:: Data for processing ::

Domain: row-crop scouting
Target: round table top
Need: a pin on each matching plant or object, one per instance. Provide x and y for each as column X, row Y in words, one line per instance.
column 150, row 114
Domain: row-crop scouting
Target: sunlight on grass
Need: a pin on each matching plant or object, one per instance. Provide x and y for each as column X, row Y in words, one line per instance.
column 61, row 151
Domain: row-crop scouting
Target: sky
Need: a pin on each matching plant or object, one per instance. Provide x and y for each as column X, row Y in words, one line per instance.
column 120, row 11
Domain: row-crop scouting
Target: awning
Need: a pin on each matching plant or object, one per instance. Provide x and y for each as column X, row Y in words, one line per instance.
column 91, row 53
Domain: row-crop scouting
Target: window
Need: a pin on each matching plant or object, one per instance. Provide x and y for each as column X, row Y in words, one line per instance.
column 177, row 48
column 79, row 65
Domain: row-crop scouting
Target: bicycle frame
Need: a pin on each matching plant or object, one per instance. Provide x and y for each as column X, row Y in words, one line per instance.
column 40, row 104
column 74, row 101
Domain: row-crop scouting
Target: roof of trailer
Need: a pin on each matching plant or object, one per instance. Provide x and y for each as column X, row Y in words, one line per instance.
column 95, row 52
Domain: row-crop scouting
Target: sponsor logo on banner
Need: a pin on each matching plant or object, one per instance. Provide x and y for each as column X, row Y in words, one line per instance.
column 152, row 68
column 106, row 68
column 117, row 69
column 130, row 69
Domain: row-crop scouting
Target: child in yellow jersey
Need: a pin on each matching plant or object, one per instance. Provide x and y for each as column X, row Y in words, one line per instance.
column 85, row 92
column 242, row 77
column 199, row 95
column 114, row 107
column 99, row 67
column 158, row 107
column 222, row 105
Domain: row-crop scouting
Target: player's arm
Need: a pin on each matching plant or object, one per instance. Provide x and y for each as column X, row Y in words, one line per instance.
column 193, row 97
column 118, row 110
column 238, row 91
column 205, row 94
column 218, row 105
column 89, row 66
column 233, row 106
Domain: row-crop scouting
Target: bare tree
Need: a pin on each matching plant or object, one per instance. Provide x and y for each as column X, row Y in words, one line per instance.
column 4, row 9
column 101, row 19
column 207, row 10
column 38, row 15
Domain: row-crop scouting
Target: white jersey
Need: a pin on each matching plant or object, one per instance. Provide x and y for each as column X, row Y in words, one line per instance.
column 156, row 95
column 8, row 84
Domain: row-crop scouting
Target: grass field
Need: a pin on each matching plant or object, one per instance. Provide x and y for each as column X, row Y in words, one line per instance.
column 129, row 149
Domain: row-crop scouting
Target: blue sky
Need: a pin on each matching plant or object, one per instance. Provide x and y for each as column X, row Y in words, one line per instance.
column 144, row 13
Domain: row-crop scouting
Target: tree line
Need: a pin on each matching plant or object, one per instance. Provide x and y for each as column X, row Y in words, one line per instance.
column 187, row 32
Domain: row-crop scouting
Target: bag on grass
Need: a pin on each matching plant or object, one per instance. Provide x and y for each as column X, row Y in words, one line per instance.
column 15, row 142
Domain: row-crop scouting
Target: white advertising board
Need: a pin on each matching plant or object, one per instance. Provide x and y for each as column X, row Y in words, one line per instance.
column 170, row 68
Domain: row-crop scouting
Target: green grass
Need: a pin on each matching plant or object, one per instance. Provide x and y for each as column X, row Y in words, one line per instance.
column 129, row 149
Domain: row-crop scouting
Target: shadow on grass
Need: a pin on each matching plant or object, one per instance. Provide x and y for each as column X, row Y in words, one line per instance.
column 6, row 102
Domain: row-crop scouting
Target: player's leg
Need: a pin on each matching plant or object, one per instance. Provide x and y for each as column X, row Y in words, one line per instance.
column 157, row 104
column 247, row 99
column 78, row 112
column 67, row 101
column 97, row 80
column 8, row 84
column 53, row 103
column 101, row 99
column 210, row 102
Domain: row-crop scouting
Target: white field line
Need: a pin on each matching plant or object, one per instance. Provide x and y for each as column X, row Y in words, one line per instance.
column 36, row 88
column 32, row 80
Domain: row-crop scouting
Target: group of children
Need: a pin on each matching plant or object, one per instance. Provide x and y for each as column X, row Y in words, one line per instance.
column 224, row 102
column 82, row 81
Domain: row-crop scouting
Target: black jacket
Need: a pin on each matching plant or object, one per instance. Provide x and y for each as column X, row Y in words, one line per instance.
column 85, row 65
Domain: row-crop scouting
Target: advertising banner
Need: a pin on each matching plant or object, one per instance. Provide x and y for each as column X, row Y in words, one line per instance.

:::

* **What the task requires**: Beginning from the line that contains "Target: advertising banner", give each line again exactly, through the final line of the records.

* **Completed exercise**:
Target: advertising banner
Need: a pin on each matching plant or object, one per instance. Provide x and y for each as column X, row Y in words, one line per instance.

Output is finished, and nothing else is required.